Problems to solve
1) Reproduce the part of the Gettysburg march account below from "MARCHING TO GETTYSBURG" to "covered by artillery.".
2) Answer these questions using the Gettysburg march account below.
(a) Who said "The Rappahannock again"?
(b) Which general led the New Jersey regiments at the river?
(c) What did the engineers complete?

Supplied passage
____________________

MARCHING TO GETTYSBURG
A first person account
by Enos J. Budd, 1st Sgt, Co. F, 15th NJVI
From the upcoming book "WAR STORIES" by Bill Styple
Published here with his permission
"The Rappahannock again," said Adjutant Halsey, as I entered his tent, when our regiment was camped on the hill near the river. "Our First N. J. Brigade will move across to-morrow." And the morrow at sunrise found the 1st, 2nd, 3rd, 4th and 15th New Jersey Volunteers under General A. T. A. Torbert, and some other regiments, about the middle of June, 1863, down by the river, below Fredericksburg, covered by artillery.
The "Johnnies" began firing from the earthworks on the opposite side as soon as the pontoon trains appeared and our artillery opened on their works. And, while they were lying low to escape shot and shell a part of our brigade and other regiments were rowed over in pontoons, and charged the earthworks at the point of the bayonet, and the enemy there were taken prisoners. Our engineers completed the pontoon-bridge, over which the balance of our men marched across, and advanced over the valley-following the 15th as skirmishers.

____________________

Image location labeling entries

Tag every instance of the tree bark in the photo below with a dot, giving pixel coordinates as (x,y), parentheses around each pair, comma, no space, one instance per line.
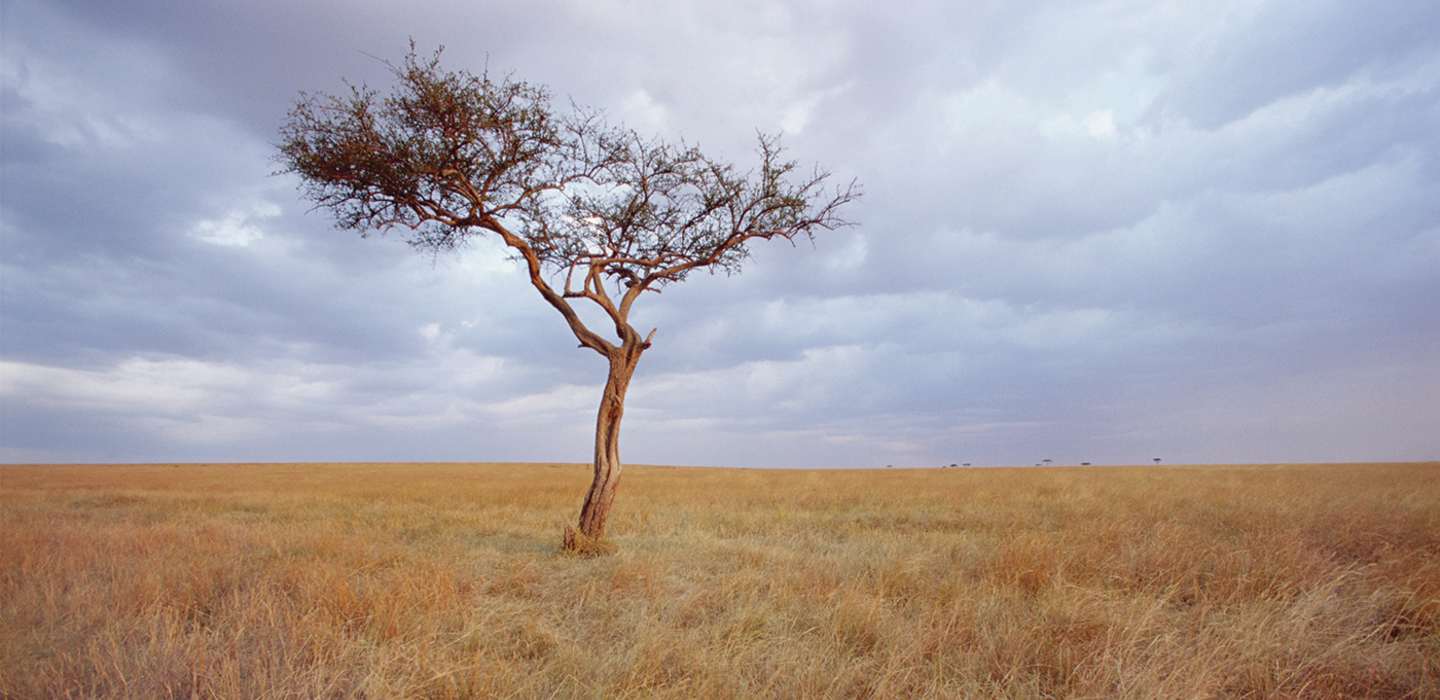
(596,510)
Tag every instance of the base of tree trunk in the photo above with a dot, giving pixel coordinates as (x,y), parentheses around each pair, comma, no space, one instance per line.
(581,545)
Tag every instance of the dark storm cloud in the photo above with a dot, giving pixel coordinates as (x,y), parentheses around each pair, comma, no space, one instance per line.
(1092,232)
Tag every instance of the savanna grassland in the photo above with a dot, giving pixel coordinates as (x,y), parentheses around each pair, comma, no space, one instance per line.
(445,581)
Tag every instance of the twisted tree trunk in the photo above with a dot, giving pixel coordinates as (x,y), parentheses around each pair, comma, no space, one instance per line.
(596,509)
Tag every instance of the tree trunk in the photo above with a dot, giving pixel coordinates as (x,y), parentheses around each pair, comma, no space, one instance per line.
(598,500)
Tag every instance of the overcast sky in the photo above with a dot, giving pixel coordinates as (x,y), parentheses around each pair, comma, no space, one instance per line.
(1206,231)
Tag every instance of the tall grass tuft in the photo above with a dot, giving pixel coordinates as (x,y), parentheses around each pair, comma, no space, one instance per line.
(445,581)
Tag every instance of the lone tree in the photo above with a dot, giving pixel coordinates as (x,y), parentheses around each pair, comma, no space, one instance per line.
(596,213)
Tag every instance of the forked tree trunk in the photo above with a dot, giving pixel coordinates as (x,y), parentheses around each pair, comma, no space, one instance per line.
(598,500)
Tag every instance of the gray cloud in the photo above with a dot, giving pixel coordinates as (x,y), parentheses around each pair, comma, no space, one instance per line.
(1092,232)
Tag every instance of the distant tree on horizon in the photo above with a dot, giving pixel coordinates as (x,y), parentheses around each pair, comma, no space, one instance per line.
(594,212)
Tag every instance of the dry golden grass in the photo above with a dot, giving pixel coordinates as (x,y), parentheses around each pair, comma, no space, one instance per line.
(438,581)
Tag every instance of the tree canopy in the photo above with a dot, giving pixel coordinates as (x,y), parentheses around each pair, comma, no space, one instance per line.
(595,212)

____________________

The replies
1)
MARCHING TO GETTYSBURG
A first person account
by Enos J. Budd, 1st Sgt, Co. F, 15th NJVI
From the upcoming book "WAR STORIES" by Bill Styple
Published here with his permission
"The Rappahannock again," said Adjutant Halsey, as I entered his tent, when our regiment was camped on the hill near the river. "Our First N. J. Brigade will move across to-morrow." And the morrow at sunrise found the 1st, 2nd, 3rd, 4th and 15th New Jersey Volunteers under General A. T. A. Torbert, and some other regiments, about the middle of June, 1863, down by the river, below Fredericksburg, covered by artillery.

2)
(a) Adjutant Halsey
(b) General A. T. A. Torbert
(c) The pontoon-bridge